Copy every record exactly, leaving the pictures out.
BEGIN
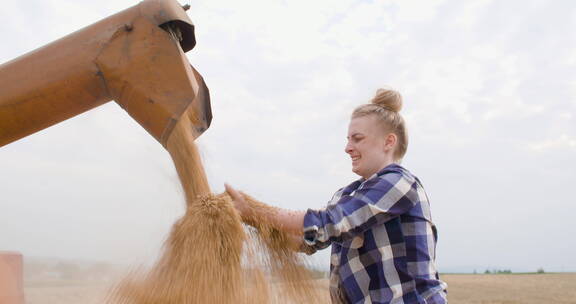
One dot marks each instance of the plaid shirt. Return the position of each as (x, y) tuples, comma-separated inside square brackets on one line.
[(383, 241)]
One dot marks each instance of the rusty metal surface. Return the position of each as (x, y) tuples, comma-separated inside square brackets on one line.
[(126, 57)]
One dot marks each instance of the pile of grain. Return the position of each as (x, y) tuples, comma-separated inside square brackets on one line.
[(210, 256)]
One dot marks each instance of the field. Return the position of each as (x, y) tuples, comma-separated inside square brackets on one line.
[(465, 289)]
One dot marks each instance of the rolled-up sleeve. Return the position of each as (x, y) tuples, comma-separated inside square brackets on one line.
[(377, 201)]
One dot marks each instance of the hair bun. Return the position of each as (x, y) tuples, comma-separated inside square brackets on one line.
[(389, 99)]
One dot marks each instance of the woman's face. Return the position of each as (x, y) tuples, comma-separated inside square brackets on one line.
[(368, 145)]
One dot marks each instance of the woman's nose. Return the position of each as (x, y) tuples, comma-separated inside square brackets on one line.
[(348, 148)]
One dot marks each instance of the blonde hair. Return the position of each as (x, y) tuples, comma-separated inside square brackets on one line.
[(386, 105)]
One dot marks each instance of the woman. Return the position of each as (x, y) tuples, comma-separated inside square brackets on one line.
[(382, 236)]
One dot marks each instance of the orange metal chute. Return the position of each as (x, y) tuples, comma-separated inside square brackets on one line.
[(129, 57)]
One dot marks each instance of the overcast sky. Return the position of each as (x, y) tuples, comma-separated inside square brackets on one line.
[(489, 98)]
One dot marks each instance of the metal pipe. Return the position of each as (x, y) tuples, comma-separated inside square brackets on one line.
[(127, 57)]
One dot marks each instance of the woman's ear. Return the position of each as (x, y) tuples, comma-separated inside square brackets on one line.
[(390, 142)]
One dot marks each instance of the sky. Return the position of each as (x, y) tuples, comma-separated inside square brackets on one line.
[(489, 93)]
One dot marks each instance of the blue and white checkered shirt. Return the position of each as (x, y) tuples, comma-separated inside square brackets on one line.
[(383, 241)]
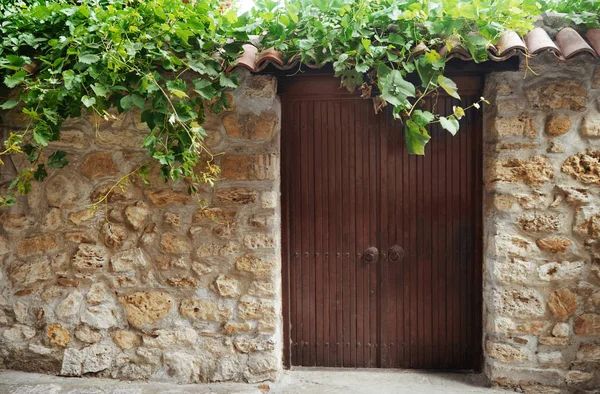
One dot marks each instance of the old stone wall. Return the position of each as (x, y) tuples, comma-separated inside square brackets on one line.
[(149, 286), (542, 227)]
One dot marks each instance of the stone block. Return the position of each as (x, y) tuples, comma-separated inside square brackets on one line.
[(249, 168), (584, 167), (250, 126), (553, 94), (146, 308), (588, 324), (590, 127), (97, 165), (534, 171), (557, 125), (562, 303)]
END
Answer for the task:
One dot marks each instance of the plaid shirt. Return the position of each as (x, y) tuples, comma-separated inside square brackets on one line.
[(383, 241)]
One dot marks each instance of the rusty metal surface. Return the position of each as (x, y) tuples, comma-separated inside square brackets on one line.
[(126, 57)]
One dot marks each instance of the pile of grain. Return the position of each as (x, y) tuples, comma-separated inside square brackets on one line.
[(210, 256)]
One dot marks each instance of the field. Return the position of each as (x, y) tuples, comma-separated inside square brackets on one line.
[(465, 289)]
One dot marks each instance of the rolled-up sleeve. Return the position of each as (x, y) tuples, comma-separated inside square brackets on one line.
[(377, 201)]
One dot marks each instance of the hair bun. Return the position of each as (x, y) tuples, comma-separated inside square brackets on one line.
[(389, 99)]
One dot marks each instance of the woman's face. Return the position of each as (x, y) tuples, comma-separated inside square brackets on one line.
[(368, 145)]
One dot marks each instance of the woman's nose. Return the position of each as (x, y) tuples, comma-separated inside square brackets on one line.
[(348, 148)]
One dot marks each instance of the blonde hair. Return the position of each as (x, y) tuples, comma-separated inside square brackets on one line.
[(386, 105)]
One dot marks each instance of the woman. Return the position of each as (x, y) tuples, comma-separated inside square brackets on one line.
[(382, 236)]
One dot marks each instance of the orange metal chute. Return the position of each as (x, y) tuples, comma-separated inside square brackets on one line.
[(129, 57)]
One dot marks each instance of the overcast sky. Return the position of each as (x, y) tuples, comma-separated inside square brackets on one line.
[(489, 98)]
One dot marks each instance of the metal pipe. Return the position of each as (x, y) tuples, comma-separated inside square brackets on one line.
[(127, 57)]
One dot marks each instance of the woman's ear. Return the position of each as (x, y) tuples, comma-separated inside square brackets on one line.
[(390, 142)]
One dot marks each instance of the sky. Return the position of each as (x, y) tuples, comma-separated inside square brackets on one line.
[(489, 93)]
One dot marks each instance of the blue and white checkered shirt. Return the position of each as (x, y) tuples, comma-separated inside square brackets on one line.
[(383, 241)]
One dot marks each instance of the old stone wall. Return the position of each as (x, y) tuples, comma-separated inside square brackets on one line.
[(149, 286), (542, 227)]
One dot marks each instance of the stone block. Return the position of each as (x, y) tuples, comma-separated inside square brackets on one line.
[(249, 168), (584, 167), (250, 126), (553, 94), (146, 308), (588, 324), (590, 127), (97, 165), (534, 171), (557, 125), (562, 303)]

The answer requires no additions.